▸ SELECTED EXCERPT
^^^^^^^^^^^^^^^^

Under the current tip credit, employers can pay restaurant and hotel servers a minimum wage of $5.69, while bartenders get $7.34.

The new law increases the tip credit percentages in 2014 and 2015 so that the employer’s share of these wages remains at their current dollar amounts.

When the minimum wage increases to $8.70 on Jan. 1, for example, the bartender tip credit will increase to 15.6 percent from 11 percent, keeping the minimum wage paid by the employer at $7.34.

Wait staff at J.Timothy’s Taverne in Plainville, for example, earn as much of $20 an hour when tips area calculated into their paychecks, said Tim Adams, a co-owner of the casual themed restaurant best known for its wings.

There has been debate over what impact a minimum wage increase would have on Connecticut’s economy. The Connecticut Voices for Children has argued it will stimulate the state’s economy and create jobs. A recent analysis by the Economic Policy Institute concluded that a two-stage, $1.50 per hour increase would create or support more than 1,500 jobs in Connecticut by injecting dollars and boosting demand in the communities where these workers live.

But Adams, the restaurant owner, said government officials and business owners often view the minimum wage on different terms.

Some politicians, he said, view the minimum wage as something people live off of long term. Adams said he sees it as a starting wage that gives someone the opportunity to work, and move up in a company.

And increasing the minimum wage means there will be fewer jobs available in a tough economy, Adams said.

^^^^^^^^^^^^^^^^

▸ GIVEN INFORMATION
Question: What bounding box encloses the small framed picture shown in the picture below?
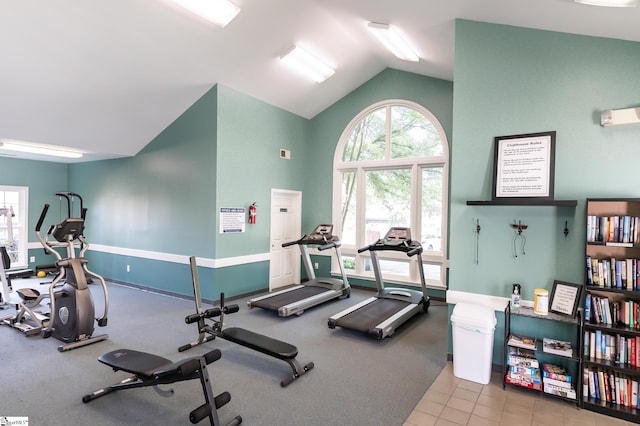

^^^^^^^^^^^^^^^^

▸ WORK INSTRUCTIONS
#1 Retype the minimum wage passage exactly, starting with "There has been" and going on through "these workers live.".
#2 Answer these questions using the minimum wage passage.
(a) Under the current tip credit, what minimum wage can employers pay bartenders?
(b) To what amount does the minimum wage increase on Jan. 1?
(c) According to the Economic Policy Institute analysis, how many jobs in Connecticut would a two-stage, $1.50 per hour increase create or support?

▸ TASK-BY-TASK SOLUTIONS
#1
There has been debate over what impact a minimum wage increase would have on Connecticut’s economy. The Connecticut Voices for Children has argued it will stimulate the state’s economy and create jobs. A recent analysis by the Economic Policy Institute concluded that a two-stage, $1.50 per hour increase would create or support more than 1,500 jobs in Connecticut by injecting dollars and boosting demand in the communities where these workers live.

#2
(a) $7.34
(b) $8.70
(c) More than 1,500